● **Passage shown**

This notebook is meant to explore tracking data statistics across flies. The first element in there is about generating a 'pooled' dataset where all the dataframes are concatenated in one while keeping track of flies identity and conditions.

# Libraries import

In [None]:
import sys
from pathlib import Path
import matplotlib as mpl

mpl.rcParams["figure.figsize"] = (
    10,
    10,
)  # Change figure size including in the jupyter outputs.
import matplotlib.pyplot as plt
import pandas as pd
import numpy as np
import mpmath
import cv2

sys.modules["sympy.mpmath"] = mpmath
from scipy import signal
import datetime
import dateutil
import bokeh.io
import holoviews as hv
from holoviews import opts

hv.extension(
    "bokeh",
    "matplotlib",
)
bokeh.io.output_notebook()

import panel as pn


sys.path.insert(0, "..")

from Utilities.Utils import *
from Utilities.Processing import *

import black
import jupyter_black

jupyter_black.load()

● **Information shown**

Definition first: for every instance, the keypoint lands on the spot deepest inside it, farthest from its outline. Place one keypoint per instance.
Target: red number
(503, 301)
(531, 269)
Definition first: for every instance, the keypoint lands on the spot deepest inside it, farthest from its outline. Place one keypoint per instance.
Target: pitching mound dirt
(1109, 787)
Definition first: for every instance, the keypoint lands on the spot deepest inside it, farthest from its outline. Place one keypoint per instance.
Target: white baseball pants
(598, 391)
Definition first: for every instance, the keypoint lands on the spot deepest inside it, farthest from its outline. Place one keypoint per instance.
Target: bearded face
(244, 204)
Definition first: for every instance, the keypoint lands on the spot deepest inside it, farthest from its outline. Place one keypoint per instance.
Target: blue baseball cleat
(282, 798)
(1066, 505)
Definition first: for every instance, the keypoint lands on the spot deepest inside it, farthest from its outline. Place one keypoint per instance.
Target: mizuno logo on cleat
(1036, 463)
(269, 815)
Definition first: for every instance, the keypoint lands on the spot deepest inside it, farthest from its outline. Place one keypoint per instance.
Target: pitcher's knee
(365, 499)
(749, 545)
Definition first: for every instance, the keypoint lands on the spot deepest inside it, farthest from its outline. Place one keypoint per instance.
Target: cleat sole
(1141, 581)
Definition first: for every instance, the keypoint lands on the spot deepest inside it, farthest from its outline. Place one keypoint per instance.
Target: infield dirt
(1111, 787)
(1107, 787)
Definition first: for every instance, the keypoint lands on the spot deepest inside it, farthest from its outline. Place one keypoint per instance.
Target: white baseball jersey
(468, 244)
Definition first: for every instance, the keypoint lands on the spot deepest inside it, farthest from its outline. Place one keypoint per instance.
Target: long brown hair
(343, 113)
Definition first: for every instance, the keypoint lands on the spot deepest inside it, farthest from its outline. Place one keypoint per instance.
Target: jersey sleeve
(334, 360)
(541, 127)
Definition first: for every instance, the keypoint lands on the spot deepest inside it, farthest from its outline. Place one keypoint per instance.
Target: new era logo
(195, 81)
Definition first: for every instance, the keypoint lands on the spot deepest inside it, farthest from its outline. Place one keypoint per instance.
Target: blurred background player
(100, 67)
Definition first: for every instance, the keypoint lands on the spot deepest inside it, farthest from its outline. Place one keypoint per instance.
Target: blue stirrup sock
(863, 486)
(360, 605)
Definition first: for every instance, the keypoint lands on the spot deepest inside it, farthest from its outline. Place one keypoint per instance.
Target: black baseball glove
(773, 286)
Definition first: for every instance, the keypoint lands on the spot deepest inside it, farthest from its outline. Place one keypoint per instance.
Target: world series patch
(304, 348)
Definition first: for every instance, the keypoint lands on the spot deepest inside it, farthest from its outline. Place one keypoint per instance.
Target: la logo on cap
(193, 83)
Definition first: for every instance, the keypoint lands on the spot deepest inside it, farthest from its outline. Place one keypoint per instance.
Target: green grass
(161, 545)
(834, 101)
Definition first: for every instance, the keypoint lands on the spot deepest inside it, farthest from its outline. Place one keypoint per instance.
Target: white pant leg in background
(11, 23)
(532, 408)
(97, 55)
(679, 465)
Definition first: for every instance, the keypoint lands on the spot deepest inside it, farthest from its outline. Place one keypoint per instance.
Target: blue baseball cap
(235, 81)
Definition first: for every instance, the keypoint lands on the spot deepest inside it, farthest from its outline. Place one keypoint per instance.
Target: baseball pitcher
...
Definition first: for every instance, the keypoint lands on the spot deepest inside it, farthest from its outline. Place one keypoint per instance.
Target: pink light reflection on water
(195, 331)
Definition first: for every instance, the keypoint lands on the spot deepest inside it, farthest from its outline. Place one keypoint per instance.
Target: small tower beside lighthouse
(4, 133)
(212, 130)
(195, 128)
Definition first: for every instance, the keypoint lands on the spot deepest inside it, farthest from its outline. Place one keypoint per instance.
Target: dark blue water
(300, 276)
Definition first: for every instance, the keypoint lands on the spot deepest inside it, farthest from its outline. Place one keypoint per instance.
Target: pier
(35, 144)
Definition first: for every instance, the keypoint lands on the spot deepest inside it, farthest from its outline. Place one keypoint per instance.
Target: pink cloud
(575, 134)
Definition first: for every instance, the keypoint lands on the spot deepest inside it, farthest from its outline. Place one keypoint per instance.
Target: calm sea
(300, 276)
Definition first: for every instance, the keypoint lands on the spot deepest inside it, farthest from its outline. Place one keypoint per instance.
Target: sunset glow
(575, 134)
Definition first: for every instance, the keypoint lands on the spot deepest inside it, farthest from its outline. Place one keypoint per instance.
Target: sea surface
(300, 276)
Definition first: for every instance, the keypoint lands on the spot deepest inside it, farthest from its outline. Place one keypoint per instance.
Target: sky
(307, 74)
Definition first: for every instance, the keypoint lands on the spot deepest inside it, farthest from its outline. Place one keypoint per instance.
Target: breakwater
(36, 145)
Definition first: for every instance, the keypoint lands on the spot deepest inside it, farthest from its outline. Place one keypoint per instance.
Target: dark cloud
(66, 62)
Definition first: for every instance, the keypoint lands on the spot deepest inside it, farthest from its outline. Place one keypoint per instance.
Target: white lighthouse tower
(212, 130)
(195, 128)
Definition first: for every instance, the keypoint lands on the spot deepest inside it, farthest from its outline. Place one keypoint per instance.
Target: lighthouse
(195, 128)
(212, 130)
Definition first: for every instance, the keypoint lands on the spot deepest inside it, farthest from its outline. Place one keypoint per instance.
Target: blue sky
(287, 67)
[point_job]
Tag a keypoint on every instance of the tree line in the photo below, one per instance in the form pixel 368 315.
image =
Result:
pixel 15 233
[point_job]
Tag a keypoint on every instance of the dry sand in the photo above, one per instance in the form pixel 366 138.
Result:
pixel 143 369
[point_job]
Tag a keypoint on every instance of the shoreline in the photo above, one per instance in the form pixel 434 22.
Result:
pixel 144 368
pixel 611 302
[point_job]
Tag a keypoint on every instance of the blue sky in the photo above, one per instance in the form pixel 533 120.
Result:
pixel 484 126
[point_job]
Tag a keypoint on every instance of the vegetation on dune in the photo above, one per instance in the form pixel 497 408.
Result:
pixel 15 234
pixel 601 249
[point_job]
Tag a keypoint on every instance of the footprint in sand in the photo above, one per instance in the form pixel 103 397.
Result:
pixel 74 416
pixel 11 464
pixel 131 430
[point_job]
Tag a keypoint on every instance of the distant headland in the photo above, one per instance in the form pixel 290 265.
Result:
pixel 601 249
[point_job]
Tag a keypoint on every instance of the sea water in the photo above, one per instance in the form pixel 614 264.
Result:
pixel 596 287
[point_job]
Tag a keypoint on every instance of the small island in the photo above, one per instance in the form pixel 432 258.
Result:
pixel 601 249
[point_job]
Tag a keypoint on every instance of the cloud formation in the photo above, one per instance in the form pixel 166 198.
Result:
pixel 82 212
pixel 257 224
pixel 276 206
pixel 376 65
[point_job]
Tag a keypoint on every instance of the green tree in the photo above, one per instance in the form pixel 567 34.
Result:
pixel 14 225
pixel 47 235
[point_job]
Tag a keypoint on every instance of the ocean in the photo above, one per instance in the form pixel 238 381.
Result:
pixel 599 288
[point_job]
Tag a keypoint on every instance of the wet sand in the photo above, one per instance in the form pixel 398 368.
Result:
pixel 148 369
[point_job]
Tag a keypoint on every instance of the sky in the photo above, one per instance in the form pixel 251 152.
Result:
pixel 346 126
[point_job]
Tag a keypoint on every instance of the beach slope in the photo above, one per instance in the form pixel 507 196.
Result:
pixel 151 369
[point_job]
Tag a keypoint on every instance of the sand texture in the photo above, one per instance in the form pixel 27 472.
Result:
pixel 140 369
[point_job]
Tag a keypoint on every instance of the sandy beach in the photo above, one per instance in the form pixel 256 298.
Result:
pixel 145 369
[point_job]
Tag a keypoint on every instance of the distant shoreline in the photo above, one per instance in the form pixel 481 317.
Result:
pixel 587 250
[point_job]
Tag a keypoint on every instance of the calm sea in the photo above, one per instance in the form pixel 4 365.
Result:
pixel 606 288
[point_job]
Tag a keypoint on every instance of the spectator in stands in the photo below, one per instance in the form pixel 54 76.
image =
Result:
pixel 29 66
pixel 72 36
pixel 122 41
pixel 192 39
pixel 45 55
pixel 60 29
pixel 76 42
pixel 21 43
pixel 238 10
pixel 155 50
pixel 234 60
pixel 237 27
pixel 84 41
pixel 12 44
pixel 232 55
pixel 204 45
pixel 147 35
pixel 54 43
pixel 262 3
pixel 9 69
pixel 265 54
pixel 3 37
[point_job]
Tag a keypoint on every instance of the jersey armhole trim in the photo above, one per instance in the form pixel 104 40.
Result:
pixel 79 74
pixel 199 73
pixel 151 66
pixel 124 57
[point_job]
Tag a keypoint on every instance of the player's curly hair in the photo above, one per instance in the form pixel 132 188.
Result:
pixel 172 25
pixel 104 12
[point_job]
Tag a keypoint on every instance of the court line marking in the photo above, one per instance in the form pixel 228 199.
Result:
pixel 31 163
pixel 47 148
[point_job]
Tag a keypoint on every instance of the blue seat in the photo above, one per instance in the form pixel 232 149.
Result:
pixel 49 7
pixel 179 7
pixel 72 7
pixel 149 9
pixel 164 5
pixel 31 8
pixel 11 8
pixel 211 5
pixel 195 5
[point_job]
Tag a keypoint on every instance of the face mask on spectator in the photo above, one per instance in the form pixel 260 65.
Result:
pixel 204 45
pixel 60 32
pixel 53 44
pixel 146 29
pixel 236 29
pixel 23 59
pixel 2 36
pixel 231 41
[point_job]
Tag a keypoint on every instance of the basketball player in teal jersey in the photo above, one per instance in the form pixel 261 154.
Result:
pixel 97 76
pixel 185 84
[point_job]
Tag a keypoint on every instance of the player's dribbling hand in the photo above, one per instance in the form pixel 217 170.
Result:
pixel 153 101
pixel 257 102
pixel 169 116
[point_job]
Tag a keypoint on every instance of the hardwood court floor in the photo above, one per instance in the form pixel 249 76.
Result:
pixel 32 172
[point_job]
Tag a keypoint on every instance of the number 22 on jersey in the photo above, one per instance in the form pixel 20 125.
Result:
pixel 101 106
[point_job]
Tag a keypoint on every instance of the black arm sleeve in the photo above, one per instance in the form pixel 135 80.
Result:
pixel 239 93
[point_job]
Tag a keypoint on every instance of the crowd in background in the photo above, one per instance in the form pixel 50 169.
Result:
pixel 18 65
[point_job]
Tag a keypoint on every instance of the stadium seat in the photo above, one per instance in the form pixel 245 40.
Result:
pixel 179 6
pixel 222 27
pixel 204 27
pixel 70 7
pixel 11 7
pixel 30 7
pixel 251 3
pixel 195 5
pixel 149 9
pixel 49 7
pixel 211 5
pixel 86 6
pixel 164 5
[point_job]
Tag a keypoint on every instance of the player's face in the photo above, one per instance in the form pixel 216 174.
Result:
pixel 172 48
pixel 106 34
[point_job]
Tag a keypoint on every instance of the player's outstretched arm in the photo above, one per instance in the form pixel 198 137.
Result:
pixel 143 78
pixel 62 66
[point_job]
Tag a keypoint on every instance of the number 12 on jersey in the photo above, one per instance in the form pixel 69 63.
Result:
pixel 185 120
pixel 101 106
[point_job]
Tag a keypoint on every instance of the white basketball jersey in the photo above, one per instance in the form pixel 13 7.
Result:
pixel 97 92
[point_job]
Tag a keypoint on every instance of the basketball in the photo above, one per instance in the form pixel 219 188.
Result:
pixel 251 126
--
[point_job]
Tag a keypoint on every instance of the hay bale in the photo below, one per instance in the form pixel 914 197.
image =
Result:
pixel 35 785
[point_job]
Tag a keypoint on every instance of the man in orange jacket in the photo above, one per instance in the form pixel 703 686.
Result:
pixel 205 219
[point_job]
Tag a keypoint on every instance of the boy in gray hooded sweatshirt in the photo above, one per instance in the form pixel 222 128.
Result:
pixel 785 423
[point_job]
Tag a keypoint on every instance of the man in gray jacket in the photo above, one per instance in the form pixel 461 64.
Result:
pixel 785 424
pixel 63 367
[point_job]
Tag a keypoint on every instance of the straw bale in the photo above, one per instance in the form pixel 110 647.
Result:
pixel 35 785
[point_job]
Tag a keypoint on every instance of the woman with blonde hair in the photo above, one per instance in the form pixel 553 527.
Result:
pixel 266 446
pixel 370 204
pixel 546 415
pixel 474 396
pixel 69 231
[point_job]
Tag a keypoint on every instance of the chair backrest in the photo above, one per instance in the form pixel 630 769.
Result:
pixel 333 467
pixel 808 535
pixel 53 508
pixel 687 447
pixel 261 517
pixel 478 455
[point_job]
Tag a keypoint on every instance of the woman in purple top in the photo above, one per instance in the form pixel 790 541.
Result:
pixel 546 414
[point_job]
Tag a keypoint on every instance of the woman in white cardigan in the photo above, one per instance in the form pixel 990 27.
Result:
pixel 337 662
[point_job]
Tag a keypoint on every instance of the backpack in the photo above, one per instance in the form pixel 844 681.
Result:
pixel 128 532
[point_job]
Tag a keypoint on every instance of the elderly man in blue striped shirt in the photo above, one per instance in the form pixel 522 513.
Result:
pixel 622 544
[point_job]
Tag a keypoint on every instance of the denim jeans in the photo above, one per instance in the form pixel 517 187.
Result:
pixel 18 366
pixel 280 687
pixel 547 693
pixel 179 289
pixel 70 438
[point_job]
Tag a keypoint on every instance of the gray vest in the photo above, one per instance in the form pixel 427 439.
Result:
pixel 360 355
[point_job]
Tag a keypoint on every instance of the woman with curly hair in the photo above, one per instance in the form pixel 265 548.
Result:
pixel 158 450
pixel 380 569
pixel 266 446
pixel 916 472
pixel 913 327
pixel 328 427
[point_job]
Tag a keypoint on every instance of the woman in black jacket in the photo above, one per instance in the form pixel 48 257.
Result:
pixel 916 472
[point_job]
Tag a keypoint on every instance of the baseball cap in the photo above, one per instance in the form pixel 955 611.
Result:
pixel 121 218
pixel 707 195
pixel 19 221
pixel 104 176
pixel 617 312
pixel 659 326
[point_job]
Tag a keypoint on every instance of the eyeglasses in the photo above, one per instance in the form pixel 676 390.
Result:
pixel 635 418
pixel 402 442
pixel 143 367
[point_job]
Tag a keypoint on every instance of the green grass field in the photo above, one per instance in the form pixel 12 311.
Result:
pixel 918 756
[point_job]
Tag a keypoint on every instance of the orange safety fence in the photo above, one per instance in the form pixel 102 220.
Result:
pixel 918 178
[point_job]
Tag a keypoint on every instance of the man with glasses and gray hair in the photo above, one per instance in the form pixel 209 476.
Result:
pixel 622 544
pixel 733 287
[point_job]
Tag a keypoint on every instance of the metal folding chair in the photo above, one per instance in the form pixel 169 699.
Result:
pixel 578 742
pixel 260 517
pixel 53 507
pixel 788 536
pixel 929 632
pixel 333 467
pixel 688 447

● **What to do**
Please copy the fly-tracking notebook in full, character for character.

● **Reply**
This notebook is meant to explore tracking data statistics across flies. The first element in there is about generating a 'pooled' dataset where all the dataframes are concatenated in one while keeping track of flies identity and conditions.

# Libraries import

In [None]:
import sys
from pathlib import Path
import matplotlib as mpl

mpl.rcParams["figure.figsize"] = (
    10,
    10,
)  # Change figure size including in the jupyter outputs.
import matplotlib.pyplot as plt
import pandas as pd
import numpy as np
import mpmath
import cv2

sys.modules["sympy.mpmath"] = mpmath
from scipy import signal
import datetime
import dateutil
import bokeh.io
import holoviews as hv
from holoviews import opts

hv.extension(
    "bokeh",
    "matplotlib",
)
bokeh.io.output_notebook()

import panel as pn


sys.path.insert(0, "..")

from Utilities.Utils import *
from Utilities.Processing import *

import black
import jupyter_black

jupyter_black.load()